■ **Brief**
Leaving out all images, write out the records that follow exactly.

═════ Data supplied

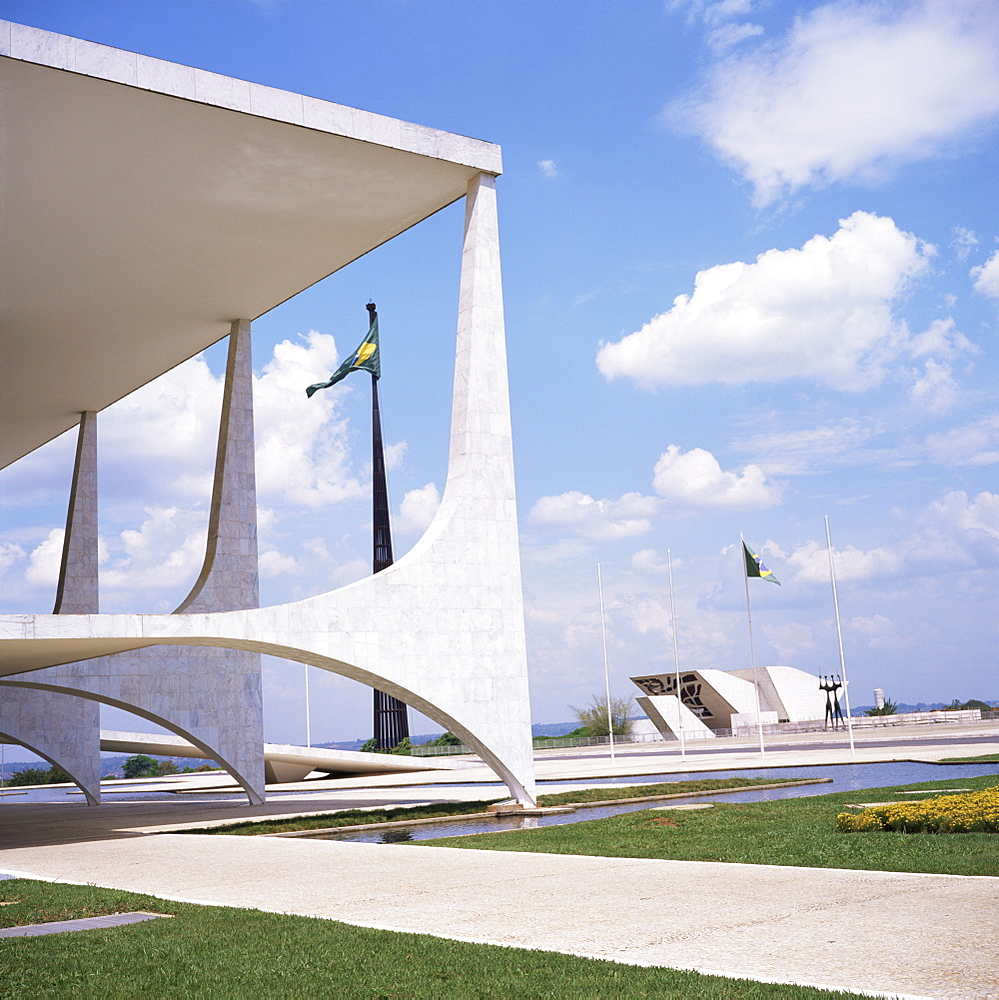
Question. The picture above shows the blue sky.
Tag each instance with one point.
(751, 275)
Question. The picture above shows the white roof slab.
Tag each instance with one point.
(147, 205)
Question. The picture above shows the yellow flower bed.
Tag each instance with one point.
(973, 812)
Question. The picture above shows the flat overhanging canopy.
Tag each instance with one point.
(146, 205)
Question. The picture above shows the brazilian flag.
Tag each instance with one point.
(755, 567)
(365, 358)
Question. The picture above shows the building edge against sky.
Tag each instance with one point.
(442, 629)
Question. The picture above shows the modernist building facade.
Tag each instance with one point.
(708, 700)
(181, 205)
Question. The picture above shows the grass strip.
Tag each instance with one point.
(800, 831)
(666, 789)
(988, 758)
(404, 815)
(215, 952)
(348, 817)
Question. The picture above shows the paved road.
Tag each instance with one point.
(918, 935)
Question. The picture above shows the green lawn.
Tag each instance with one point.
(798, 831)
(209, 951)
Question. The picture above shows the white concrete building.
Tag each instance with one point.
(726, 699)
(151, 210)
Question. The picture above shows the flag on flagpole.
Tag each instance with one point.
(755, 567)
(365, 358)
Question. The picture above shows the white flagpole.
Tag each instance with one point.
(676, 655)
(752, 648)
(308, 721)
(603, 631)
(839, 636)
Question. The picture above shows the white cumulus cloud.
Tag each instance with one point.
(685, 483)
(45, 560)
(935, 390)
(601, 520)
(418, 508)
(986, 277)
(810, 563)
(976, 443)
(850, 92)
(694, 479)
(823, 312)
(801, 452)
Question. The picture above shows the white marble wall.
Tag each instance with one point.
(211, 697)
(62, 728)
(443, 628)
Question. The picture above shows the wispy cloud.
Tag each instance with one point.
(850, 92)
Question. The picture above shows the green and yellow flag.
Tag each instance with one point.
(365, 358)
(755, 567)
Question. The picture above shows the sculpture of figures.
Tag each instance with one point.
(831, 685)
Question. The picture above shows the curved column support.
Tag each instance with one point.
(63, 729)
(213, 698)
(204, 696)
(443, 628)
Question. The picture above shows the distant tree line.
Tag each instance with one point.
(138, 766)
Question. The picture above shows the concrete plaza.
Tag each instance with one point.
(880, 932)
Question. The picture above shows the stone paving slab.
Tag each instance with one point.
(917, 935)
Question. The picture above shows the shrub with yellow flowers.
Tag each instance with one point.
(972, 812)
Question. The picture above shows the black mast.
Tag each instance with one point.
(391, 720)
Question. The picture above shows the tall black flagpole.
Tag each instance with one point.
(391, 720)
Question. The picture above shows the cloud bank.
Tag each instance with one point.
(824, 312)
(849, 93)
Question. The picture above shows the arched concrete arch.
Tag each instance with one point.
(469, 730)
(91, 799)
(443, 628)
(34, 682)
(66, 736)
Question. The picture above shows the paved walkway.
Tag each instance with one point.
(916, 935)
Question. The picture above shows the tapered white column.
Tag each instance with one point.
(60, 727)
(210, 696)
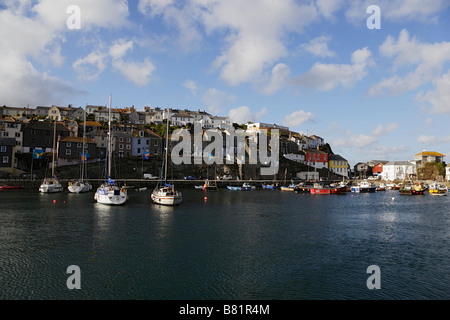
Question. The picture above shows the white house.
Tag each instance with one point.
(398, 170)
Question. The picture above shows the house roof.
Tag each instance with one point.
(398, 163)
(430, 154)
(336, 157)
(77, 140)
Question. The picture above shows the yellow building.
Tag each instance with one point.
(338, 165)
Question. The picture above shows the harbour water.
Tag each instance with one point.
(262, 244)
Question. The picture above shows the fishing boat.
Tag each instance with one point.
(290, 188)
(51, 184)
(109, 193)
(412, 189)
(437, 189)
(244, 187)
(363, 187)
(80, 185)
(319, 188)
(11, 187)
(164, 193)
(208, 186)
(270, 186)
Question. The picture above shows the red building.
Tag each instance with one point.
(316, 158)
(377, 169)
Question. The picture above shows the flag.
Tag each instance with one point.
(85, 157)
(38, 153)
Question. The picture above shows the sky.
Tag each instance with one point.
(375, 84)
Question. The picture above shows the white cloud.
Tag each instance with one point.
(297, 118)
(428, 60)
(351, 140)
(328, 7)
(137, 72)
(278, 78)
(319, 47)
(120, 48)
(215, 99)
(385, 130)
(90, 67)
(243, 114)
(21, 84)
(439, 98)
(433, 140)
(34, 31)
(326, 77)
(191, 85)
(397, 11)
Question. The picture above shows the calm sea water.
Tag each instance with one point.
(263, 244)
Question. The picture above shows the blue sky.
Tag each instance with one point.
(311, 65)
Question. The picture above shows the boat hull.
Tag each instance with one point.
(166, 200)
(50, 186)
(79, 187)
(11, 187)
(113, 196)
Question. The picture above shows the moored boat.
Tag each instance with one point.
(11, 187)
(52, 184)
(109, 193)
(438, 189)
(412, 189)
(166, 194)
(363, 187)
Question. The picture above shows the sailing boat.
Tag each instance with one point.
(166, 194)
(109, 192)
(80, 185)
(52, 184)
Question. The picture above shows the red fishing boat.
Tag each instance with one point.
(11, 187)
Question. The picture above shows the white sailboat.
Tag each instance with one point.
(109, 192)
(80, 185)
(165, 193)
(52, 184)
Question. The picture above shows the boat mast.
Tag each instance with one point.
(167, 144)
(53, 158)
(83, 158)
(109, 139)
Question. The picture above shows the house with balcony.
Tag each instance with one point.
(399, 170)
(338, 165)
(428, 156)
(7, 157)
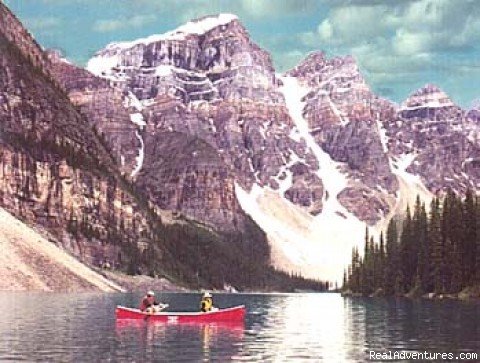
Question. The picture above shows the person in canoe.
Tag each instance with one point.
(150, 305)
(206, 304)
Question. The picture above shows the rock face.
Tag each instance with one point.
(209, 80)
(346, 120)
(219, 129)
(113, 114)
(54, 171)
(58, 175)
(439, 138)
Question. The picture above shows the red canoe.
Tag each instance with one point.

══════════

■ **The reply**
Question. The picture above shows the blue sky.
Tag each instance with one point.
(751, 275)
Question. The picture above shows the white roof slab.
Tag each instance with one point.
(147, 205)
Question. The picture above shows the yellow flower bed.
Tag each instance with one point.
(973, 812)
Question. The picture above shows the flat overhanging canopy.
Tag each instance with one point.
(146, 205)
Question. The picture above shows the brazilian flag.
Tag each instance with one point.
(755, 567)
(365, 358)
Question. The picture above shows the building edge against sky.
Tag each instance with one point.
(442, 629)
Question. The picture above shows the modernist building facade.
Tag each instance with one point.
(708, 700)
(181, 205)
Question. The picture above shows the grass strip.
Tag each instance with one point.
(800, 831)
(666, 789)
(988, 758)
(404, 815)
(215, 952)
(348, 817)
Question. The picture above shows the paved road.
Tag each instance with one point.
(918, 935)
Question. The picture above shows the green lawn.
Tag each instance with one point.
(798, 831)
(209, 951)
Question. The picture above shows the white concrete building.
Tag each instance with one point.
(726, 699)
(151, 210)
Question. The picture above shows the flag on flagpole.
Tag each instance with one point.
(755, 567)
(365, 358)
Question. The picture above shows the white flagpole.
Tag each instance with one point.
(676, 655)
(752, 648)
(308, 721)
(603, 631)
(839, 636)
Question. The picture above shows the white cumulus cloud.
Tag each instance with one point.
(685, 483)
(45, 560)
(935, 390)
(601, 520)
(418, 508)
(986, 277)
(810, 563)
(976, 443)
(850, 92)
(694, 479)
(823, 312)
(801, 452)
Question. The picture above shows the white marble wall.
Tag each instance with one point.
(211, 697)
(62, 728)
(443, 628)
Question. The picture above shows the wispy cloud.
Tag each instance with one point.
(850, 92)
Question. The picture above shows the green and yellow flag.
Tag each instance with one point.
(365, 358)
(755, 567)
Question. The picture above shows the sculpture of figures.
Tag each instance with one point.
(831, 685)
Question. The picture above shows the curved column support.
Tag each instance with one point.
(63, 729)
(213, 698)
(204, 696)
(443, 628)
Question. The picture above shows the distant tree line.
Tag each instance with one point.
(138, 766)
Question. The picture above shows the concrete plaza.
Tag each instance with one point.
(880, 932)
Question. The picture above shows the stone paving slab.
Tag each instance with one point.
(917, 935)
Question. The picture above shows the shrub with yellow flowers.
Tag each instance with one point.
(972, 812)
Question. The picture above shows the black mast.
Tag each instance with one point.
(391, 720)
Question. The picture above shows the tall black flagpole.
Tag each instance with one point.
(391, 720)
Question. The picture above shows the cloud bank.
Tag each instance with one point.
(824, 312)
(849, 93)
Question. The picture above shows the arched concrete arch.
Tag each instance with one point.
(469, 730)
(91, 799)
(443, 628)
(34, 682)
(66, 736)
Question. The picture above shows the paved walkway.
Tag each instance with one point.
(916, 935)
Question. The picture above shows the tapered white column.
Tag each instance with one point.
(60, 727)
(210, 696)
Question. The picture above shows the white house.
Tag each instance with one point.
(398, 170)
Question. The picture above shows the house roof.
Tag each instance with one point.
(398, 163)
(430, 154)
(336, 157)
(77, 140)
Question. The picture above shows the yellow building.
Tag each instance with one point.
(338, 165)
Question. The picture above shows the harbour water.
Tag each instance with one point.
(262, 244)
Question. The picture above shows the fishing boat.
Tag each instance with one point.
(290, 188)
(51, 184)
(109, 193)
(412, 189)
(437, 189)
(244, 187)
(363, 187)
(80, 185)
(319, 188)
(11, 187)
(164, 193)
(208, 186)
(270, 186)
Question. The picture above shows the red building.
Tag each instance with one point.
(316, 158)
(377, 169)
Question. The picture above shows the flag.
Tag each instance with one point.
(85, 157)
(38, 153)
Question. The picture above shows the sky.
Tag each instance with one point.
(375, 84)
Question. The picture above shows the white cloud.
Tag each instance with one point.
(297, 118)
(428, 60)
(351, 140)
(328, 7)
(137, 72)
(278, 78)
(319, 47)
(120, 48)
(215, 99)
(385, 130)
(90, 67)
(243, 114)
(21, 84)
(439, 98)
(433, 140)
(34, 31)
(326, 77)
(191, 85)
(397, 11)
Question. The picture above shows the calm sea water.
Tag each instance with one point.
(263, 244)
Question. The picture above shows the blue sky.
Tag each instance with one point.
(311, 65)
Question. The picture above shows the boat hull.
Tag each instance with one point.
(166, 200)
(50, 186)
(79, 187)
(11, 187)
(113, 196)
Question. The picture above shows the moored boat.
Tag each instance with one point.
(11, 187)
(52, 184)
(109, 193)
(438, 189)
(412, 189)
(166, 194)
(363, 187)
Question. The picture above shows the sailing boat.
Tag each instance with one point.
(166, 194)
(109, 192)
(80, 185)
(52, 184)
Question. The picture above shows the red fishing boat.
Tag each instance with one point.
(11, 187)
Question. The picture above shows the white sailboat.
Tag each instance with one point.
(109, 192)
(80, 185)
(165, 193)
(52, 184)
Question. The picture above shows the boat mast.
Tag each instance with one point.
(167, 144)
(53, 158)
(83, 158)
(109, 139)
Question. The picture above shows the house with balcony.
Tag each instance with one point.
(399, 170)
(338, 165)
(428, 156)
(7, 157)
Question. The picture above shows the person in canoe.
Tag each instance with one point.
(150, 305)
(206, 304)
Question. The picture above shows the rock face.
Tag each instance with one point.
(209, 80)
(346, 120)
(219, 129)
(113, 114)
(54, 171)
(58, 175)
(439, 138)
Question. The picture above shows the red canoe.
Tag each instance with one point.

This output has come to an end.